Dataset records
——

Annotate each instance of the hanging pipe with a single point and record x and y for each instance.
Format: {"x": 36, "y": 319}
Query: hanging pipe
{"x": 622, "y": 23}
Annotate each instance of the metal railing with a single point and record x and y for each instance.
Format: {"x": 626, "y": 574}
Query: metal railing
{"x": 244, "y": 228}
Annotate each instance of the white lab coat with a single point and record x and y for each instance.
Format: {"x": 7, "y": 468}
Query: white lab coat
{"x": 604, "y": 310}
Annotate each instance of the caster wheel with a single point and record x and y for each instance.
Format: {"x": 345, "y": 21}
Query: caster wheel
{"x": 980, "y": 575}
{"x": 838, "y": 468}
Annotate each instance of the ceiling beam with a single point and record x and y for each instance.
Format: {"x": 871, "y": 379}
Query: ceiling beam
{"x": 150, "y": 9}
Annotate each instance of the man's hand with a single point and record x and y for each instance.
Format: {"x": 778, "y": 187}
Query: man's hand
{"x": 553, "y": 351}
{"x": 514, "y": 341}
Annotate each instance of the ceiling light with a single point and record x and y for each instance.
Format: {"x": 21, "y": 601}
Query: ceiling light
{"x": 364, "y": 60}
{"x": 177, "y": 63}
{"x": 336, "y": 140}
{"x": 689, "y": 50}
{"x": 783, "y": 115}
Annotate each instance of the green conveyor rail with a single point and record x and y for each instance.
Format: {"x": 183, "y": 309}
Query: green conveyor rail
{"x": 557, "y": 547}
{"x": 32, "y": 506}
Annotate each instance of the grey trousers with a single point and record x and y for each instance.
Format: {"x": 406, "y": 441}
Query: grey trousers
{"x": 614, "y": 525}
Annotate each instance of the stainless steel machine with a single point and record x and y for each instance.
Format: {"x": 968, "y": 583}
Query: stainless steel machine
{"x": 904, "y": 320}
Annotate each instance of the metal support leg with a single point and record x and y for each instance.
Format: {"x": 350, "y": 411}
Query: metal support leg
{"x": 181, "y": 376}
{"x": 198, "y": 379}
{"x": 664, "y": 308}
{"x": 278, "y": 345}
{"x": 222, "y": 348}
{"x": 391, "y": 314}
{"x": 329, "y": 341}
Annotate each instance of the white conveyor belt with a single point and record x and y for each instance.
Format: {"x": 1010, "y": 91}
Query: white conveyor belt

——

Express everything from the line containing "Annotate each instance of the stainless" down to the end of the records as a JSON list of strings, one string per line. Omit blank lines.

[
  "Annotate each instance of the stainless steel machine with a single point and record x and y for each instance.",
  "Format: {\"x\": 968, \"y\": 583}",
  "Query: stainless steel machine",
  "{\"x\": 904, \"y\": 320}",
  "Annotate each instance of the metal support leg with a single point and record x and y for each instance.",
  "Format: {\"x\": 350, \"y\": 411}",
  "Query: metal support leg",
  "{\"x\": 181, \"y\": 376}",
  "{\"x\": 198, \"y\": 379}",
  "{\"x\": 664, \"y\": 308}",
  "{\"x\": 278, \"y\": 345}",
  "{\"x\": 222, \"y\": 348}",
  "{\"x\": 391, \"y\": 314}",
  "{\"x\": 329, \"y\": 341}",
  "Annotate each instance of the white conveyor belt with a single point and record x and y for each instance.",
  "Format: {\"x\": 1010, \"y\": 91}",
  "Query: white conveyor belt"
]